Rows excerpted from a collection:
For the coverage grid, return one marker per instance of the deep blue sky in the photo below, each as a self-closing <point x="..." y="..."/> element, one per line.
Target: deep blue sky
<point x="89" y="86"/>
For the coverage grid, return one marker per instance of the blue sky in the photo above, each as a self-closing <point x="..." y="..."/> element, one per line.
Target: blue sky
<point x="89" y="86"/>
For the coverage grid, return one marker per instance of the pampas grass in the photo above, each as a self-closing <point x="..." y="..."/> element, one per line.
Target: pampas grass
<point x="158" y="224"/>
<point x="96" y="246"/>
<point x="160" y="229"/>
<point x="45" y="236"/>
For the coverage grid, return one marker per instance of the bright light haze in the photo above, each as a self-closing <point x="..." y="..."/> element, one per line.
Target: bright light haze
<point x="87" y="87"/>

==

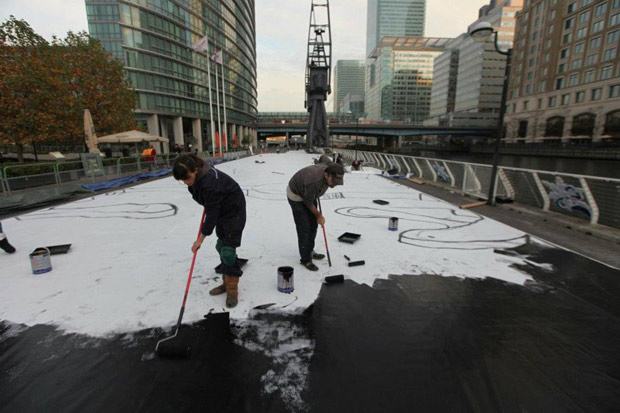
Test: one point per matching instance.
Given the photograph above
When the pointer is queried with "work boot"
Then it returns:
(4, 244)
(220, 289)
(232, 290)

---

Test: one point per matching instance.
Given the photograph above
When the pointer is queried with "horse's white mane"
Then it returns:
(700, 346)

The task: Pick out every line of the rows above that contains the string "coverage", treating uppercase and lowercase as distinct.

Answer below:
For the coverage grid, return one marker per instance of the deep blue sky in the photo below, each as a self-closing <point x="..." y="..."/> element, one per line.
For the coverage grid, return one marker per instance of the blue sky in the photo above, each as a self-closing <point x="..." y="..."/> element, one per line.
For the coverage grid, return one marker per instance of the pampas grass in the photo above, each as a self-closing <point x="..." y="..."/> element, one per line.
For the coverage grid, return one marker per instance of the bright light haze in the photo above, each as a self-closing <point x="..." y="..."/> element, one per line.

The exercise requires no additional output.